_Try it_
Copy the entries below word for word, from their start through the line holding "234L363 226L344 231L347", inclusive. Leave the pictures out of your copy.

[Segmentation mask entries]

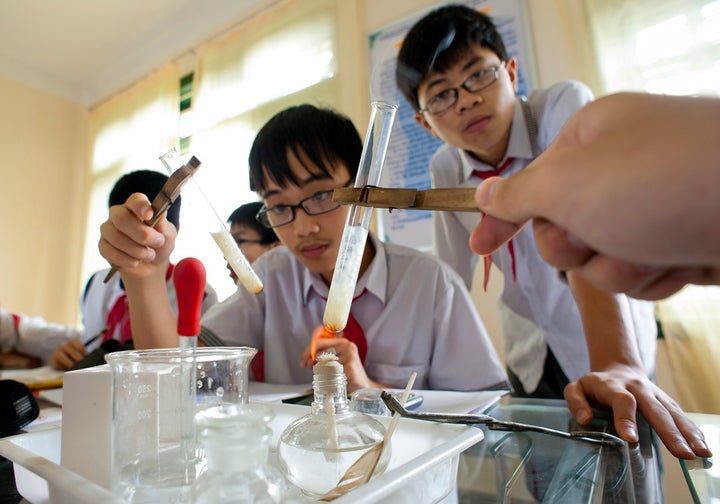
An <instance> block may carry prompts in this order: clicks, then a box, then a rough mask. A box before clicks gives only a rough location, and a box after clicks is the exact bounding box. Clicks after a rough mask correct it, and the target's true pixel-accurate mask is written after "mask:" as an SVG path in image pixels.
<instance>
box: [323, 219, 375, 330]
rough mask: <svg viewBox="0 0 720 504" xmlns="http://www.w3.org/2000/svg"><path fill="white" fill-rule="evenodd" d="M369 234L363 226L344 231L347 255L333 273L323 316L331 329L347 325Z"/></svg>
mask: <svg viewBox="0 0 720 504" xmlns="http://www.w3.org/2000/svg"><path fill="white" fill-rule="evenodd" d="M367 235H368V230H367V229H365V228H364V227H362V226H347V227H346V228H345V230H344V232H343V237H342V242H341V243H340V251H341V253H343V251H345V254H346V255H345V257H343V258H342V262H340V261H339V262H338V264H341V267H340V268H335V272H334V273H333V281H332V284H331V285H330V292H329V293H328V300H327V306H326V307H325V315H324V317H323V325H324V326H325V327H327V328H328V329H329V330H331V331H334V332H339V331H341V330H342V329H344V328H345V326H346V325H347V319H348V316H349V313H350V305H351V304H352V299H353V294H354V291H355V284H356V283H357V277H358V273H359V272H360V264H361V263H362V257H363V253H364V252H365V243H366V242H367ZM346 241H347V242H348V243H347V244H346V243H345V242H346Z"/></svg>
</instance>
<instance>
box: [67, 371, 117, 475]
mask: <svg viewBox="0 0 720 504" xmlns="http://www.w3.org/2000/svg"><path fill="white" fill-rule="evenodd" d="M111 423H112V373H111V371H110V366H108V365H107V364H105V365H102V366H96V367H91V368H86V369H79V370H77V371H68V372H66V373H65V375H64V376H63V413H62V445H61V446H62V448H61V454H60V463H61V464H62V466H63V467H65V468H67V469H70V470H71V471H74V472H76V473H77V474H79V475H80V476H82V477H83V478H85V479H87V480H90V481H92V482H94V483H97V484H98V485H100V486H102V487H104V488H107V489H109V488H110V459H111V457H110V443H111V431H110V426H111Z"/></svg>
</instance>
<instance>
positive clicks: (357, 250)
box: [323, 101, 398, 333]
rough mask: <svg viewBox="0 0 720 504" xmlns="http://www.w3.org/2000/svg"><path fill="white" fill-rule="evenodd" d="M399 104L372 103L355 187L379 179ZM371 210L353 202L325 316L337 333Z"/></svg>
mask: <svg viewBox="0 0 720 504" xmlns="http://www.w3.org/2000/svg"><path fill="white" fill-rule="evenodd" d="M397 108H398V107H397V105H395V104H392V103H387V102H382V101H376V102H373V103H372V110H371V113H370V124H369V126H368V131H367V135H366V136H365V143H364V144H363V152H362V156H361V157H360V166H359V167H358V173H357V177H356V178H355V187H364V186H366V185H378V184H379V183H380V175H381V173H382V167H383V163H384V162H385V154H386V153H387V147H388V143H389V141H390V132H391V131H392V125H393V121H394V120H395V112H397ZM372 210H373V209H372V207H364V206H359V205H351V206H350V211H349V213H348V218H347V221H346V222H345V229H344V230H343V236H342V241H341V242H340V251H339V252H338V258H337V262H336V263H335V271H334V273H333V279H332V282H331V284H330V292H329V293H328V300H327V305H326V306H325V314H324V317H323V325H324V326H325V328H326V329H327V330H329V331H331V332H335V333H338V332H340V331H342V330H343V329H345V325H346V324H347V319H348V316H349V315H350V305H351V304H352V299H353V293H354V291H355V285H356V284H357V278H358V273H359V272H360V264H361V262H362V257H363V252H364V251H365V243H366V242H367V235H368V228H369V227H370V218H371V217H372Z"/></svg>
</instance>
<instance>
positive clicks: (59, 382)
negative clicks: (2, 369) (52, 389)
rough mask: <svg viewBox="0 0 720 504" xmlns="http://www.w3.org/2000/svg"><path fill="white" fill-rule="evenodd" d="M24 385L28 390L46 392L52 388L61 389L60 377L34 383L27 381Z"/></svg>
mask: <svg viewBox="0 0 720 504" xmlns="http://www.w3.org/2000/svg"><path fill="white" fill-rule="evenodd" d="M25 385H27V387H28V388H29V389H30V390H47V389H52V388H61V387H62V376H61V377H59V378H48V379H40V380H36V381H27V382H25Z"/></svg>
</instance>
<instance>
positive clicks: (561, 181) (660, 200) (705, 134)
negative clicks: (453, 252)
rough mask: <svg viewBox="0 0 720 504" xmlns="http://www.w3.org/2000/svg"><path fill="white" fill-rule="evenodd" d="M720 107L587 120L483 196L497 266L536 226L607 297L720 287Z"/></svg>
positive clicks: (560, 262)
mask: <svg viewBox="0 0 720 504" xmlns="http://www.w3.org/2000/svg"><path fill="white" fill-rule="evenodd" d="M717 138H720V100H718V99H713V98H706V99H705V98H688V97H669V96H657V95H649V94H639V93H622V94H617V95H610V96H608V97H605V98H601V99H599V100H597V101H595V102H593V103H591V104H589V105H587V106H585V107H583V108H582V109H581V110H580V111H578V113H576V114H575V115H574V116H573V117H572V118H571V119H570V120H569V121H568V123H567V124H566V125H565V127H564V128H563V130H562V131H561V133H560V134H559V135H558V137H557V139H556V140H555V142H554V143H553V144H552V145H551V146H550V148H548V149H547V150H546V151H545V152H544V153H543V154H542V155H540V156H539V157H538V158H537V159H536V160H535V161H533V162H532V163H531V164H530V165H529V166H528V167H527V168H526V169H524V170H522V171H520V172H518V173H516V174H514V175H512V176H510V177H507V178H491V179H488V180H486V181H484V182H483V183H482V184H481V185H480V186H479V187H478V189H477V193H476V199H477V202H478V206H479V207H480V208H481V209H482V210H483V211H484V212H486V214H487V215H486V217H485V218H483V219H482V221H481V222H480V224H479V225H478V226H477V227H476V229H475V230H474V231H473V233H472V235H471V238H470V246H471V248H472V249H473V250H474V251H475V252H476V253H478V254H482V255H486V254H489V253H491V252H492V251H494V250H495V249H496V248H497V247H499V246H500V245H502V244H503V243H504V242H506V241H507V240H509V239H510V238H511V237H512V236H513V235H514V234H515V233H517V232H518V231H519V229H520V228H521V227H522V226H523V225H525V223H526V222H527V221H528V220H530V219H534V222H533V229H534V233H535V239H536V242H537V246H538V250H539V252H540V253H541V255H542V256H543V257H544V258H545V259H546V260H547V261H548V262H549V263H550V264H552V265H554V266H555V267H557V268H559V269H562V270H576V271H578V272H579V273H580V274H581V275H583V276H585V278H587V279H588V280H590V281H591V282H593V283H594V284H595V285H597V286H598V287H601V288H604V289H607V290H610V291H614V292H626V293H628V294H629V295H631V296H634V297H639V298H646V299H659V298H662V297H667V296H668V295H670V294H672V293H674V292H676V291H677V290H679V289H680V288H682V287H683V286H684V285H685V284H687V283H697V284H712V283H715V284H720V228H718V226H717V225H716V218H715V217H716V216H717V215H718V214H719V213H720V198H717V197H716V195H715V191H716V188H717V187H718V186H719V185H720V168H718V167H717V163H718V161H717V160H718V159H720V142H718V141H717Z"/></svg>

_Exercise response_
An <instance> block may carry prompts in this order: clicks, then a box, then a rough mask. A box before clicks gives only a rough location, and a box after clicks is the exact bounding box. Clicks after a rough mask correct it, and the target's true pixel-accurate mask is written after "mask:" as an SVG path in image pixels.
<instance>
box: [323, 219, 375, 330]
rough mask: <svg viewBox="0 0 720 504" xmlns="http://www.w3.org/2000/svg"><path fill="white" fill-rule="evenodd" d="M369 234L363 226L344 231L347 255L333 273L323 316L331 329L347 325Z"/></svg>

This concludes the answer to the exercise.